Reproduce every line from the one containing "Target: grey slate roof" through the end of the data, inclusive, keeping the request lines unchanged. In the answers, scale each point coordinate by 1.3 and round to a whole number, with halves rounded up.

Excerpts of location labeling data

□ □ □

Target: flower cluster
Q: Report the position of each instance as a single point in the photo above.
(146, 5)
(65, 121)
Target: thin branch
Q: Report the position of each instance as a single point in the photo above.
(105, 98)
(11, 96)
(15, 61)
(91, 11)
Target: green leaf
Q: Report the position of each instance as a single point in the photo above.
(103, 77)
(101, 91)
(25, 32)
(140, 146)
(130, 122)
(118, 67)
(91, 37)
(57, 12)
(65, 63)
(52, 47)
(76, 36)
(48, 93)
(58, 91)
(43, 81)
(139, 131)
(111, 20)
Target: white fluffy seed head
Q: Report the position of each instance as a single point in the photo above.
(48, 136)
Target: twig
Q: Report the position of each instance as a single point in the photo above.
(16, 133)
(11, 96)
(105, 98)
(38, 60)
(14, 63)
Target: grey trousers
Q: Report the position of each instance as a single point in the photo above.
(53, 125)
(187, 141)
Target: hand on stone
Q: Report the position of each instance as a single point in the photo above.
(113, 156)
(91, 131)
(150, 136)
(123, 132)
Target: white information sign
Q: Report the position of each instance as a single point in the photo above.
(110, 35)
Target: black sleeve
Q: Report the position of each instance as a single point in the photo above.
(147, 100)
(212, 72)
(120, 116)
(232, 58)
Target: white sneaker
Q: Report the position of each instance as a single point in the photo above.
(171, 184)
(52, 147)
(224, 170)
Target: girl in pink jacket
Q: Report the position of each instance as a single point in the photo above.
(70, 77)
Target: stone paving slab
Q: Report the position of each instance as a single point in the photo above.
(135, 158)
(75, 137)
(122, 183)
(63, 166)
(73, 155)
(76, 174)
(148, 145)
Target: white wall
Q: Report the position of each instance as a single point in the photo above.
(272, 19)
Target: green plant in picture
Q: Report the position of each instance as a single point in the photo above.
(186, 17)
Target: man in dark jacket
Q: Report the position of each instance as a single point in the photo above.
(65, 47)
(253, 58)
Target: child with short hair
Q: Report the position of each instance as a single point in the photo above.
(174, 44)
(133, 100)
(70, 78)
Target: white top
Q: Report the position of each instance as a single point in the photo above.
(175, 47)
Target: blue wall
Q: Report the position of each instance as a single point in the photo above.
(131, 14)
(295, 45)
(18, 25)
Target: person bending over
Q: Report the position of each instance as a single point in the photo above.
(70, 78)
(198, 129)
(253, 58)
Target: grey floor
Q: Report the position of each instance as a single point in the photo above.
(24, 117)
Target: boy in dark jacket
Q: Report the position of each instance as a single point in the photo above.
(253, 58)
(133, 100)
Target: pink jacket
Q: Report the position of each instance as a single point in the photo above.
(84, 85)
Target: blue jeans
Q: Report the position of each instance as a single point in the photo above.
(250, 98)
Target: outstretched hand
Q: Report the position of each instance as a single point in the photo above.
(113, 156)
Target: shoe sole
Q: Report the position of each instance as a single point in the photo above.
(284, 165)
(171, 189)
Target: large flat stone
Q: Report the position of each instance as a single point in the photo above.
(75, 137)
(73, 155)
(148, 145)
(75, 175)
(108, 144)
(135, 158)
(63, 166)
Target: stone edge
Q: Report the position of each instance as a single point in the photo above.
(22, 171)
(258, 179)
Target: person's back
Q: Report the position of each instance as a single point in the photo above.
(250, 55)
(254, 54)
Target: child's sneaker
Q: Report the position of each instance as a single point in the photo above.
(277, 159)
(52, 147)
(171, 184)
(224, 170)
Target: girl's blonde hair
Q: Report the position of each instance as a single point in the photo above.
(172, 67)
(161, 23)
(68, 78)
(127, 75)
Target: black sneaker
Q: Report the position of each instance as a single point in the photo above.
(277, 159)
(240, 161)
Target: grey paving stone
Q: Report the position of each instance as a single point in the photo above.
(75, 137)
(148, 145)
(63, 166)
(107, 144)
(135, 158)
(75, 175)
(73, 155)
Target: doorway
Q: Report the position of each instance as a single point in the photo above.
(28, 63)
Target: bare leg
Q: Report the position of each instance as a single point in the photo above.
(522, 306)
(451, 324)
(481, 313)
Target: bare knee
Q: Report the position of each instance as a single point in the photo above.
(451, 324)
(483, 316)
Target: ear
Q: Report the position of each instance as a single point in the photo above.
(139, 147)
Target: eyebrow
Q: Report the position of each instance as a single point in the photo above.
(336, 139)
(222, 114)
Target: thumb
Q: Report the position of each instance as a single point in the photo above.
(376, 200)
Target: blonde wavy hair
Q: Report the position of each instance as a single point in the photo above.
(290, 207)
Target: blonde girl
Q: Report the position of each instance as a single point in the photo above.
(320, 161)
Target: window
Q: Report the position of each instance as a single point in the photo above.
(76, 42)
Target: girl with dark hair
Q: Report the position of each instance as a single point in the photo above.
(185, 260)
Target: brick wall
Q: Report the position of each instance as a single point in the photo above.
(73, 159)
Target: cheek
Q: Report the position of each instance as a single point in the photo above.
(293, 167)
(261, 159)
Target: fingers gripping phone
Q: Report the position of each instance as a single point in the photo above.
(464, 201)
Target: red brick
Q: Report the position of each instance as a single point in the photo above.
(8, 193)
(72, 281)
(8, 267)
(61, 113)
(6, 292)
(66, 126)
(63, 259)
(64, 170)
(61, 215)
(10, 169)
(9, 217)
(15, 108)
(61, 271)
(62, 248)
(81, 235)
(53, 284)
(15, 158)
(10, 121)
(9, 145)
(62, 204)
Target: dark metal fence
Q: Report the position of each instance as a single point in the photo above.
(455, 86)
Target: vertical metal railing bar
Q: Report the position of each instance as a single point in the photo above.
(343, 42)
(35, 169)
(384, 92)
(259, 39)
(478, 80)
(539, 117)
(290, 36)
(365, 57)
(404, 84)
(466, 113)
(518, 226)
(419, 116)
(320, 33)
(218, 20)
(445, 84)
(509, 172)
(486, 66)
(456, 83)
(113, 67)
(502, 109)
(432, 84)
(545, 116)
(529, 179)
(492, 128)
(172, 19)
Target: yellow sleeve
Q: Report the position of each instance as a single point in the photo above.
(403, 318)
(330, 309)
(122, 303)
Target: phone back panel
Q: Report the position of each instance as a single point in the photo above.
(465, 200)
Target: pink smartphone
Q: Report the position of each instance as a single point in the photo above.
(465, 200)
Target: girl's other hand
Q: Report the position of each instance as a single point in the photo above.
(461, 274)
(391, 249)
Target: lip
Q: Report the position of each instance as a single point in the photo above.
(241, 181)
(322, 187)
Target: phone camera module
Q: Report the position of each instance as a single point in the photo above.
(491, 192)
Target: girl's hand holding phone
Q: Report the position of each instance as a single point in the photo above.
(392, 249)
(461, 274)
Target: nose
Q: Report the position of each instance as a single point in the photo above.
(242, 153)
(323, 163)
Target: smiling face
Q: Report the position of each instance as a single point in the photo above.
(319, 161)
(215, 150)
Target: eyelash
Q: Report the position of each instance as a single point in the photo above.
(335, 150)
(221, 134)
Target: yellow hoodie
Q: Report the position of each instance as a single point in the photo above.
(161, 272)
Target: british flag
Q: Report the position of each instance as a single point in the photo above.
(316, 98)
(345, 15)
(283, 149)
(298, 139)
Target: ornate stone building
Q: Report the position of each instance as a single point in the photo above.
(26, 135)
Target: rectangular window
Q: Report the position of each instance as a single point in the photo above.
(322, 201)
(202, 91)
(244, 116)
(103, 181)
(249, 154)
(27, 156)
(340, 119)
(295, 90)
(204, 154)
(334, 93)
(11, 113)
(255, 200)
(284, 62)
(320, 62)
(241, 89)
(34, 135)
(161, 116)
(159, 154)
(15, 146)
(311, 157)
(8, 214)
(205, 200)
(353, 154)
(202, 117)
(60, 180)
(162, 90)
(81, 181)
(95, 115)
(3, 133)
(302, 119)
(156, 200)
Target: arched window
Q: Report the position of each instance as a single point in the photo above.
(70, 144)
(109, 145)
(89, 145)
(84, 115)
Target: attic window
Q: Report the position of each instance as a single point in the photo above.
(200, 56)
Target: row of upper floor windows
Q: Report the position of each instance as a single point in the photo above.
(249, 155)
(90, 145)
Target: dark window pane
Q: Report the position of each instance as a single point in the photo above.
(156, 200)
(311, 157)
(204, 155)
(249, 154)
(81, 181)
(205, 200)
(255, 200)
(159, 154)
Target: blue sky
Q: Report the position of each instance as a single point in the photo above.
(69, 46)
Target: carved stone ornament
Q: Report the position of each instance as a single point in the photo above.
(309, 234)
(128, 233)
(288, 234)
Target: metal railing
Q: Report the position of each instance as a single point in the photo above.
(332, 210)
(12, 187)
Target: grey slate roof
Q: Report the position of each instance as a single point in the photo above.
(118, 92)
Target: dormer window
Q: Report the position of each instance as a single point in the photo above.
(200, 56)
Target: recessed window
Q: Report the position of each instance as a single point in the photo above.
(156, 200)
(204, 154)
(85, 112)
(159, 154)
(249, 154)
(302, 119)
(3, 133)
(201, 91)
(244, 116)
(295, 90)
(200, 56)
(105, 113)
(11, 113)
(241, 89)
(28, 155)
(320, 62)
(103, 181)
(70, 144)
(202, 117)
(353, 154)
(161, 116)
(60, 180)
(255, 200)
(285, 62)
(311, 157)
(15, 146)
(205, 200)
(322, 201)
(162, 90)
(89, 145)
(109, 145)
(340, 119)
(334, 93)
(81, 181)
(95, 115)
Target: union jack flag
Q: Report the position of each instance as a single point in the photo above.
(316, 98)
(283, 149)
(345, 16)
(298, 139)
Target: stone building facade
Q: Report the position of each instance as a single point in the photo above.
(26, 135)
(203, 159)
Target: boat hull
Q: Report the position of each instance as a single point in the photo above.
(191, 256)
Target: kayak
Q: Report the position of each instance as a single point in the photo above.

□ □ □

# [Solution for this task]
Target: grey slate roof
Q: Report the position of each instance as a single point in the photo above.
(153, 120)
Target: dormer window
Q: Report the position of each instance as a single point in the photo above.
(260, 73)
Target: recessed window
Q: Report the position of each instance as a single point in the photo above.
(203, 260)
(265, 200)
(111, 146)
(207, 200)
(324, 200)
(393, 155)
(4, 173)
(261, 118)
(317, 151)
(384, 117)
(260, 73)
(137, 147)
(14, 147)
(313, 116)
(36, 202)
(416, 81)
(134, 235)
(91, 187)
(263, 152)
(459, 200)
(209, 151)
(78, 234)
(332, 260)
(371, 81)
(404, 204)
(20, 190)
(267, 260)
(419, 261)
(211, 117)
(116, 189)
(142, 189)
(442, 155)
(434, 121)
(105, 235)
(124, 150)
Target: union jack flag
Q: Report the position of each instance as a single point in the photo above.
(411, 127)
(368, 194)
(449, 21)
(387, 181)
Target: stone building facade
Q: Report the position of each instance as a single point in the photo above.
(34, 176)
(264, 207)
Target: boat hull
Q: Report the position of each instance as a single point in the photo above.
(248, 333)
Target: kayak
Q: Report the position of each instance as a single point in the photo above.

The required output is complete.